__What is expected__
Copy out everything from the line that contains "Where can you spot the mongoose ear?" down to the last line of the items, word for word, keeping both of those lines.

__Collected data__
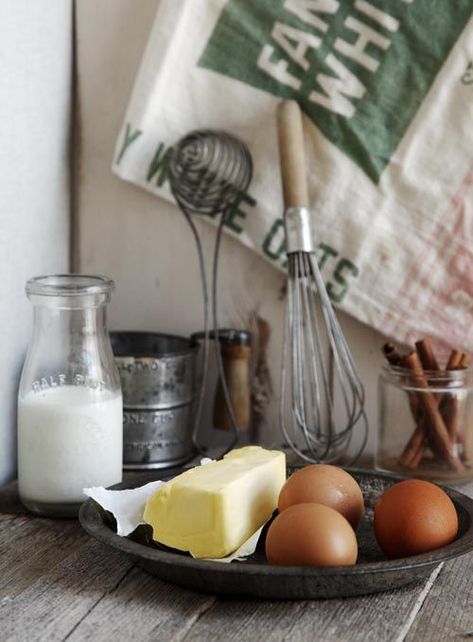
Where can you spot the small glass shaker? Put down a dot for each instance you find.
(425, 424)
(70, 425)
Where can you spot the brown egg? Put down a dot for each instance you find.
(324, 484)
(414, 517)
(311, 535)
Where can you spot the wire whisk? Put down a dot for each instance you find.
(209, 170)
(322, 396)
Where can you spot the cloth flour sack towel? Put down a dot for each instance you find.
(386, 87)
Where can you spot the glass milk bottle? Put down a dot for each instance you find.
(70, 427)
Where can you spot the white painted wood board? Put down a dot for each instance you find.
(144, 242)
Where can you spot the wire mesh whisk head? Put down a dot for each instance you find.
(208, 170)
(322, 397)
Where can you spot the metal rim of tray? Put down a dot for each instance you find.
(94, 523)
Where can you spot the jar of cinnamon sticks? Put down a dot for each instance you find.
(426, 414)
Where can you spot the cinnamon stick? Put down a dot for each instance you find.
(415, 447)
(449, 405)
(434, 422)
(426, 354)
(394, 358)
(392, 354)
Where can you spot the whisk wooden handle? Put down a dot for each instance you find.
(291, 150)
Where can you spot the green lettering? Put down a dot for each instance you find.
(237, 213)
(128, 139)
(326, 251)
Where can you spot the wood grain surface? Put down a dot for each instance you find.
(56, 583)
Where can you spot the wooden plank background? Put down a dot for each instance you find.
(57, 583)
(143, 242)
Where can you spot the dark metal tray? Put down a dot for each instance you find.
(255, 577)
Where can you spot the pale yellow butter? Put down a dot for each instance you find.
(211, 510)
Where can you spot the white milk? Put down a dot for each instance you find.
(69, 438)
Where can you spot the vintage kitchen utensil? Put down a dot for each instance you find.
(208, 171)
(157, 374)
(254, 576)
(236, 354)
(322, 397)
(235, 347)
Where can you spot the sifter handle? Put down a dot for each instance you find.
(292, 157)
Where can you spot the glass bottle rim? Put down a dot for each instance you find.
(433, 376)
(69, 285)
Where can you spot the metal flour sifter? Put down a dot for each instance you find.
(322, 397)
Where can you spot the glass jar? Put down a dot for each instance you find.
(70, 426)
(425, 424)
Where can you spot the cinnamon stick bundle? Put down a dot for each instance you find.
(435, 415)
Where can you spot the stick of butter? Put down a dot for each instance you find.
(211, 510)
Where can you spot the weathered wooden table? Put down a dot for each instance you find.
(56, 583)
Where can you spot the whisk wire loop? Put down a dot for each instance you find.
(209, 169)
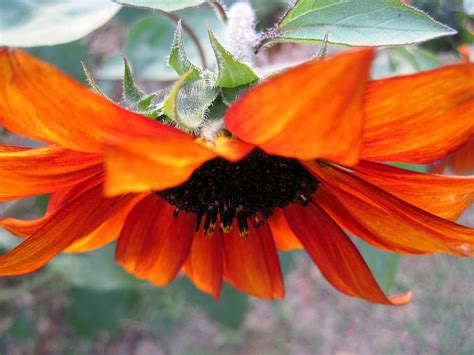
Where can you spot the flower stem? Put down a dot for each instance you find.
(192, 35)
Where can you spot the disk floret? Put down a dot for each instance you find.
(247, 191)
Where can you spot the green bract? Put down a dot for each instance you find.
(163, 5)
(178, 58)
(357, 23)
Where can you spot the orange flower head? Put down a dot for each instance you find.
(299, 162)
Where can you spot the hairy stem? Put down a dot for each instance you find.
(219, 6)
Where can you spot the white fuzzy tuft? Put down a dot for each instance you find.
(240, 34)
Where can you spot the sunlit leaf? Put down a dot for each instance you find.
(358, 23)
(232, 73)
(178, 59)
(148, 43)
(163, 5)
(132, 94)
(95, 270)
(469, 7)
(30, 23)
(229, 310)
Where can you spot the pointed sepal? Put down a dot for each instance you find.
(232, 73)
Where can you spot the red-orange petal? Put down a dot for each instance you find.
(75, 220)
(311, 111)
(153, 244)
(251, 263)
(27, 172)
(40, 102)
(25, 228)
(443, 196)
(204, 265)
(336, 256)
(419, 118)
(374, 225)
(393, 219)
(285, 238)
(459, 162)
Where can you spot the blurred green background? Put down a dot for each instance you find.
(86, 304)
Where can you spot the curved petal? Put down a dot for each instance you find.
(75, 220)
(27, 172)
(42, 103)
(204, 265)
(459, 162)
(311, 111)
(285, 238)
(153, 244)
(251, 263)
(444, 196)
(336, 256)
(25, 228)
(393, 219)
(419, 118)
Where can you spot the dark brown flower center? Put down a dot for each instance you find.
(246, 191)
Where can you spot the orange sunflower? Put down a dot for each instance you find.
(300, 161)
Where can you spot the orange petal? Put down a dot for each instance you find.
(251, 263)
(311, 111)
(75, 220)
(27, 172)
(443, 196)
(459, 162)
(285, 238)
(419, 118)
(153, 244)
(25, 228)
(204, 264)
(374, 225)
(393, 219)
(151, 164)
(336, 256)
(42, 103)
(107, 231)
(229, 148)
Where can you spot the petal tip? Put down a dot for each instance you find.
(401, 299)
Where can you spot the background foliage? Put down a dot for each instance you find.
(88, 304)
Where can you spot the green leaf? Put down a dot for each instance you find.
(469, 7)
(66, 57)
(178, 58)
(230, 310)
(170, 104)
(92, 311)
(357, 23)
(131, 93)
(163, 5)
(29, 23)
(384, 265)
(232, 73)
(149, 39)
(188, 103)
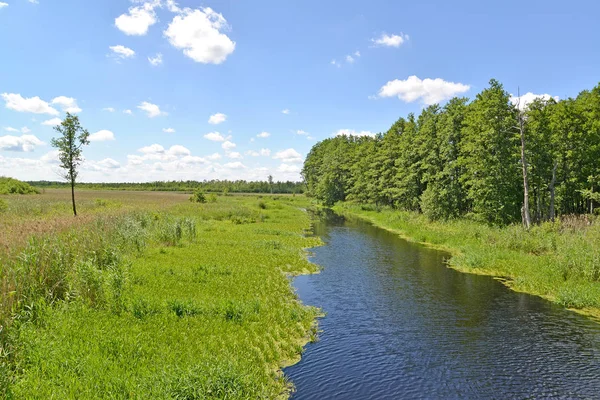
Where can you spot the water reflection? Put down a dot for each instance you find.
(400, 324)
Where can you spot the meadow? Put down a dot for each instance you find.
(559, 261)
(147, 295)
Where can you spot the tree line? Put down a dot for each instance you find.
(208, 186)
(488, 159)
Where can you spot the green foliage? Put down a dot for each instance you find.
(108, 311)
(198, 197)
(14, 186)
(465, 160)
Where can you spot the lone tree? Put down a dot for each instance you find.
(69, 145)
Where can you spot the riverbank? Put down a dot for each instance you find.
(558, 261)
(178, 301)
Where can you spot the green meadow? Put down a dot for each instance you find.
(151, 296)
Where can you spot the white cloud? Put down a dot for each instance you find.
(102, 136)
(289, 156)
(199, 34)
(152, 110)
(34, 105)
(19, 143)
(228, 145)
(52, 122)
(352, 132)
(235, 165)
(217, 118)
(286, 168)
(528, 98)
(429, 91)
(120, 51)
(390, 40)
(156, 60)
(178, 150)
(68, 104)
(214, 136)
(109, 163)
(137, 20)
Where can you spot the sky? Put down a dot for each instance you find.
(232, 89)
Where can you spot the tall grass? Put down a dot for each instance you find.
(189, 301)
(559, 261)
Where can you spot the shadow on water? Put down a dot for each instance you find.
(400, 324)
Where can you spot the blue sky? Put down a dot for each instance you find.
(332, 66)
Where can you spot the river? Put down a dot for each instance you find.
(399, 324)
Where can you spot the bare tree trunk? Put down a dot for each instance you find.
(552, 191)
(526, 214)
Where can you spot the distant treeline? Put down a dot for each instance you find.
(466, 159)
(216, 186)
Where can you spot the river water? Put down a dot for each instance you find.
(399, 324)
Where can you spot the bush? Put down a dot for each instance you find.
(198, 197)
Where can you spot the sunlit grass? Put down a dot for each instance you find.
(176, 300)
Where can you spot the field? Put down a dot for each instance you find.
(147, 295)
(559, 261)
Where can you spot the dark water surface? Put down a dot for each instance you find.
(400, 325)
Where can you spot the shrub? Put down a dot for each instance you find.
(198, 197)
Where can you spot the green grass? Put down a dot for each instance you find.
(559, 261)
(189, 302)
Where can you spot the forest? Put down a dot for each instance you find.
(486, 159)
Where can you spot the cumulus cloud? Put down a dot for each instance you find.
(235, 165)
(120, 51)
(199, 33)
(52, 122)
(156, 60)
(429, 91)
(137, 20)
(525, 100)
(286, 168)
(35, 105)
(228, 145)
(352, 132)
(151, 110)
(24, 143)
(217, 118)
(390, 40)
(102, 136)
(288, 156)
(68, 104)
(215, 137)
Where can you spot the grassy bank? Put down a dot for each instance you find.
(159, 299)
(559, 261)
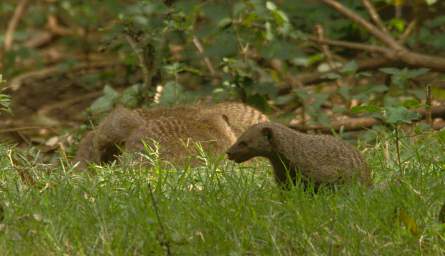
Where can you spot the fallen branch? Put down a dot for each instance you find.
(207, 61)
(16, 82)
(13, 23)
(360, 123)
(296, 81)
(396, 51)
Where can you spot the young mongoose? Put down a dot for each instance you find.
(178, 138)
(320, 159)
(126, 128)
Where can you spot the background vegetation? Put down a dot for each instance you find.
(368, 71)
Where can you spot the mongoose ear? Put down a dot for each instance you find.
(267, 132)
(226, 118)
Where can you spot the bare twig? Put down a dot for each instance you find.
(18, 14)
(324, 48)
(428, 101)
(385, 38)
(207, 61)
(165, 242)
(374, 15)
(139, 53)
(396, 51)
(359, 123)
(352, 45)
(408, 31)
(17, 81)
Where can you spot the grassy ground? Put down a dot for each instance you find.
(226, 209)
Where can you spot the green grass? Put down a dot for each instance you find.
(225, 209)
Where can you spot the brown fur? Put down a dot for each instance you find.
(178, 138)
(220, 123)
(320, 159)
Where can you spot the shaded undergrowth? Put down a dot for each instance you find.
(226, 209)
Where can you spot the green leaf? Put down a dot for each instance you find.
(400, 114)
(131, 96)
(106, 101)
(349, 68)
(365, 109)
(409, 222)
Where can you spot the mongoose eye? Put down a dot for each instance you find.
(242, 144)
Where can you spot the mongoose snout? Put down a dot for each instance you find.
(320, 159)
(250, 145)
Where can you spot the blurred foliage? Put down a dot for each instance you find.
(253, 45)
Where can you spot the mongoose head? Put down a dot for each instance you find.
(255, 141)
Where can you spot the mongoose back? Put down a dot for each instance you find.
(191, 121)
(320, 159)
(178, 138)
(240, 116)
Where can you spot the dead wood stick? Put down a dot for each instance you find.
(13, 23)
(408, 31)
(385, 38)
(207, 61)
(399, 52)
(352, 45)
(359, 123)
(374, 15)
(140, 55)
(296, 81)
(16, 82)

__Result of the task__
Where can you spot the mongoose ear? Put down a dot for each instance you find.
(267, 132)
(226, 118)
Where can you spot the bare twig? Put down a dot for each instance you find.
(18, 14)
(324, 48)
(428, 101)
(385, 38)
(207, 61)
(165, 242)
(374, 15)
(139, 53)
(396, 51)
(359, 123)
(352, 45)
(408, 31)
(17, 81)
Where can you spot the grassy ground? Put down a dot for each instance you find.
(226, 209)
Where can you spot the green grass? Put down a dot for each instance you find.
(225, 209)
Where can you spot the brown fur? Put down a dot for each instance you find.
(178, 138)
(220, 123)
(320, 159)
Where can you spot the shaded undergrowth? Put down a dot for each instance you find.
(226, 209)
Where can you spot the green leaf? Put down a dot for each instance you find.
(400, 114)
(131, 96)
(106, 101)
(349, 68)
(365, 109)
(409, 222)
Where can you spot the mongoose eye? Put down a dot for each instance you find.
(242, 144)
Where can you spot the mongoose snout? Put down a dot for each instance you find.
(320, 159)
(250, 145)
Where can you spot the blurred foliage? Put down a dot for each instance you find.
(253, 45)
Where can you spot the mongoose head? Put down a dot for each instance you find.
(255, 141)
Where can you spot the mongoose back? Put down a dot for each instance you find.
(191, 121)
(320, 159)
(178, 138)
(240, 116)
Where can you spot the dead wood stick? Put down a dot for each instance you find.
(13, 23)
(408, 31)
(385, 38)
(207, 61)
(399, 52)
(352, 45)
(359, 123)
(374, 15)
(140, 55)
(296, 81)
(16, 82)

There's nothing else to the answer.